* **Supplied passage**
━━━━━━━━━━━━━━━━

Behind the Scenes: As the Country Isolates, Are We All Alone?

 

A few days before lockdowns began in Boston last March, I was standing outside a South End restaurant with three friends. We had made reservations a week before, a special treat during the city’s “Restaurant Week,” and we looked forward to eating fancier food than we’d normally allow ourselves. As we waited for the last person to arrive, there was an unspoken sense that this would be our last time out for a while. I remember one friend’s slight hesitation before giving each of us a hug, and our amusement at how normally the city was operating when the future was hazy. And, most of all, I remember how much fun it was to be in the company of friends—the joys of cozy, shared tables and communal appetizers. 

We were right that we wouldn’t be going out again. There would be no more group dinners, and certainly no more hugs, for longer than any of us imagined. As I sat around in my apartment in the weeks and months that followed, I couldn’t help thinking of the pandemic’s social tolls, aside from its obvious health ones. My grandma, who lives alone in a one-bedroom apartment in New York City, was told by her doctor that she should never leave her living space. An active member of her local Jewish Community Center and frequent volunteer at Lincoln Center, she had to adjust—eight decades into her life—to a world of online-only meetings. 

There was no shortage of stories about the pandemic’s mental-health toll, even as lockdowns were just beginning. Many treated loneliness as an unavoidable result of social distancing. “We’re all lonely now,” wrote Olivia Laing in The New York Times. “One of the inevitable costs will be an increase in our loneliness.” This kind of conclusion seemed obvious: of course we’d be lonely if we couldn’t meet in person.

After a couple seasons of social distancing, I thought it would be interesting to talk to experts about what they were observing about relationships and loneliness. And because I work at Harvard Magazine, it wasn’t hard to find them. Within a few days, I had a dozen names of faculty and alumni who had spent their professional lives studying these topics.

━━━━━━━━━━━━━━━━

* **Supplied data**
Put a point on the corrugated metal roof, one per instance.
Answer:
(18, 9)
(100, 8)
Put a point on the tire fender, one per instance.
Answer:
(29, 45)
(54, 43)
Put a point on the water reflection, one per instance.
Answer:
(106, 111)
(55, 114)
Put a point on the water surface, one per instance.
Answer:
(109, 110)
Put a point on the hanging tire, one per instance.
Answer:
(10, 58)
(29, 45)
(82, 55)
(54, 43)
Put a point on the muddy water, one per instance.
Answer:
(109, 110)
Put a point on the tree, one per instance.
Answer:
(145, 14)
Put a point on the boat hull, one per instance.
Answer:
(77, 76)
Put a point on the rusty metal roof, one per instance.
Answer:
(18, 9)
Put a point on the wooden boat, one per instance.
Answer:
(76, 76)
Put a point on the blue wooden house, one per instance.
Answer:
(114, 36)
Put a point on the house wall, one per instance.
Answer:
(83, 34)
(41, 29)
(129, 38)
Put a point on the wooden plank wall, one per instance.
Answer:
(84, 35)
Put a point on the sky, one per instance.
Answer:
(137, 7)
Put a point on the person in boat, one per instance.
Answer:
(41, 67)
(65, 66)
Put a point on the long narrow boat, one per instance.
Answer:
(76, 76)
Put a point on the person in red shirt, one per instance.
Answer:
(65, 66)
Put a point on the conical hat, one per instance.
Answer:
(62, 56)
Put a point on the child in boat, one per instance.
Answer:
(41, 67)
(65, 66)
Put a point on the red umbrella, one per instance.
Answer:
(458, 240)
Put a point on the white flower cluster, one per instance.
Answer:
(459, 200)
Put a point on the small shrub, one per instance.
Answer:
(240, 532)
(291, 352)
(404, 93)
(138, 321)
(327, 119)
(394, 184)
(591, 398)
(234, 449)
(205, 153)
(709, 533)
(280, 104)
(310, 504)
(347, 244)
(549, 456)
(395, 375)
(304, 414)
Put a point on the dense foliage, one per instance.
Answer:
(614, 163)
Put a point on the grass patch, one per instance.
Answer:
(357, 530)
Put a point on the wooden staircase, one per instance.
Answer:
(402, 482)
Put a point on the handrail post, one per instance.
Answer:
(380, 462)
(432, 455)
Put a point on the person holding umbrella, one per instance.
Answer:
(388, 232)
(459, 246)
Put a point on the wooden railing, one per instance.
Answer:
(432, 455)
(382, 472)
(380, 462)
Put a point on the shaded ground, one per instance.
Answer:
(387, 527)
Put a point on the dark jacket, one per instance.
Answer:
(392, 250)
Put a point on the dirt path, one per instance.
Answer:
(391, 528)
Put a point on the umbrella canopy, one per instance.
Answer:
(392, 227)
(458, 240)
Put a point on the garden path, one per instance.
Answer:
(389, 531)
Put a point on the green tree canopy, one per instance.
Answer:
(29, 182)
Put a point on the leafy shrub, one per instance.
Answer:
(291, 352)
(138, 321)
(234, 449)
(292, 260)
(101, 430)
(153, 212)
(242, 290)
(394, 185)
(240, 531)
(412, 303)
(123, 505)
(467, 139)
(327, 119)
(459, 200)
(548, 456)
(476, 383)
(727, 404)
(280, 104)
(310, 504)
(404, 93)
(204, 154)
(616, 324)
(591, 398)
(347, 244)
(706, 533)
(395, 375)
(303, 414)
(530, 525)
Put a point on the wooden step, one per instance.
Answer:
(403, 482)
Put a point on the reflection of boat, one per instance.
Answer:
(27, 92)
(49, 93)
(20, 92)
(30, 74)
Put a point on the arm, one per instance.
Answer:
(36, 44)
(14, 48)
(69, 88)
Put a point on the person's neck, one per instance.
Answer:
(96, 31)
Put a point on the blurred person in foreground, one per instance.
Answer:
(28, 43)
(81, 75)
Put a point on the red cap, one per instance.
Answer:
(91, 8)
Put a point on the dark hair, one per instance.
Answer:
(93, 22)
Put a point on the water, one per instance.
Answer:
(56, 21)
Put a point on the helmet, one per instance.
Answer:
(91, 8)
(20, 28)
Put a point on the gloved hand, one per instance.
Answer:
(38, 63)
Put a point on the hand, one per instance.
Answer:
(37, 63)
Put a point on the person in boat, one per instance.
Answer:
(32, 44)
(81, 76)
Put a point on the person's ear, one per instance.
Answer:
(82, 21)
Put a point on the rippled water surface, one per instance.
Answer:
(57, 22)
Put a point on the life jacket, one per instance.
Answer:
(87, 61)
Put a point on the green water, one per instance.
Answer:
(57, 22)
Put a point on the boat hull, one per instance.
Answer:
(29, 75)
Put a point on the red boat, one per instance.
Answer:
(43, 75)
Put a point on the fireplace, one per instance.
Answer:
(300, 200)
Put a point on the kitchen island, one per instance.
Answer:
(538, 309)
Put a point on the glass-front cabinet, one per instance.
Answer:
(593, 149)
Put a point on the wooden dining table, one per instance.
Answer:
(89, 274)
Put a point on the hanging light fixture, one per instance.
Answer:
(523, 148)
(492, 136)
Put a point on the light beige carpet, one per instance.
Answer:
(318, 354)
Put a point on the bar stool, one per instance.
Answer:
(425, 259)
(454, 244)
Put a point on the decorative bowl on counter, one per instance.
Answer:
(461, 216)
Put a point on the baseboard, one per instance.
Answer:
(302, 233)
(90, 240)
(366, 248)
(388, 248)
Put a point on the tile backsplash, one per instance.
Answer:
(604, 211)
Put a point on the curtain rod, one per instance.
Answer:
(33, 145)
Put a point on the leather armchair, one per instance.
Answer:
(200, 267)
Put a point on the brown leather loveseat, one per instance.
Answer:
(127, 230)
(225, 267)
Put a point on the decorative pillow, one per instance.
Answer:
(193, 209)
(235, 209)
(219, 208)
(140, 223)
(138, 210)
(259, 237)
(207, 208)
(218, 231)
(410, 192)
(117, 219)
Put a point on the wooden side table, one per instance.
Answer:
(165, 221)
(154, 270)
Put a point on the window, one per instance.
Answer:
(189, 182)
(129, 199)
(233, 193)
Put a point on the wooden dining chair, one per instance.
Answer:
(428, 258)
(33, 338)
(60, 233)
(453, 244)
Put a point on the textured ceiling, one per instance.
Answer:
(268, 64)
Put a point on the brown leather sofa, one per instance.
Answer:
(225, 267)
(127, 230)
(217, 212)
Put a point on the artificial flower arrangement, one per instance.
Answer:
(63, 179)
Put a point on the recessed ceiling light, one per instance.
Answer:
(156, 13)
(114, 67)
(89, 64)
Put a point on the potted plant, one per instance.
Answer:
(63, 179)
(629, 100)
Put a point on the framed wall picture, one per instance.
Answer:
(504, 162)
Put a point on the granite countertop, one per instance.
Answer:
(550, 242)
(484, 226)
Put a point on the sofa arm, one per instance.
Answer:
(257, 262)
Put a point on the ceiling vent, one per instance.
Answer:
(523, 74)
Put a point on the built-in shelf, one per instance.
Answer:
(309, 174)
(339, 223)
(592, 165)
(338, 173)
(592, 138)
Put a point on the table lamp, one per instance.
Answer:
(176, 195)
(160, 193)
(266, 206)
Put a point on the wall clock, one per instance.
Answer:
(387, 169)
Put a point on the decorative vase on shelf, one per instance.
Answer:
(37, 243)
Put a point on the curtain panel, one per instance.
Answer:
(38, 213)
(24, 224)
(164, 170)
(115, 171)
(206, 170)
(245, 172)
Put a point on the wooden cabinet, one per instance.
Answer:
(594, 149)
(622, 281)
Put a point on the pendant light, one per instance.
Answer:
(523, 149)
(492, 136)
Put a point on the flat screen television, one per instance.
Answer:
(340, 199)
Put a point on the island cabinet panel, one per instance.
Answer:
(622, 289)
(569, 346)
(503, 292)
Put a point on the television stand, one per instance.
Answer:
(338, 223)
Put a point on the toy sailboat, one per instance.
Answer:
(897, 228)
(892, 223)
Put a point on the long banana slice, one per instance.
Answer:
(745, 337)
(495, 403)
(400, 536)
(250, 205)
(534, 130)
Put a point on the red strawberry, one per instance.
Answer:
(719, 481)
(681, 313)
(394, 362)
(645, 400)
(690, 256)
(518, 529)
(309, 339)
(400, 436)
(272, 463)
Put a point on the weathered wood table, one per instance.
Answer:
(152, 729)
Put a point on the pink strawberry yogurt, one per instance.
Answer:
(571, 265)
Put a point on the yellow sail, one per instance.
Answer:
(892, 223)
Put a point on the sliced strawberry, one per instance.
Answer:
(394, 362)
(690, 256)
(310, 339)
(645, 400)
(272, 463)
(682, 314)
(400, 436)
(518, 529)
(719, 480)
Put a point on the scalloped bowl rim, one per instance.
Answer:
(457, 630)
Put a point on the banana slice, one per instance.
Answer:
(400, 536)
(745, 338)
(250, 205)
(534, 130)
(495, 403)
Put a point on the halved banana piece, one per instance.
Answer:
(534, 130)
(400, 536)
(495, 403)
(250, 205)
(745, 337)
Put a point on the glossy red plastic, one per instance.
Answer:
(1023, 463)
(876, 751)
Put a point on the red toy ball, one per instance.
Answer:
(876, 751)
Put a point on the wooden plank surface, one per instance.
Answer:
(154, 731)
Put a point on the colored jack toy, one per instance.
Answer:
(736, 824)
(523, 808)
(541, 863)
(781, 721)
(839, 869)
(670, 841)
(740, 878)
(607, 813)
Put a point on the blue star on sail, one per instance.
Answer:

━━━━━━━━━━━━━━━━

* **Task statement**
In the essay on pandemic isolation, what kind of home does the writer's grandmother live in, and in what city?

* **Result**
She lives alone in a one-bedroom apartment in New York City.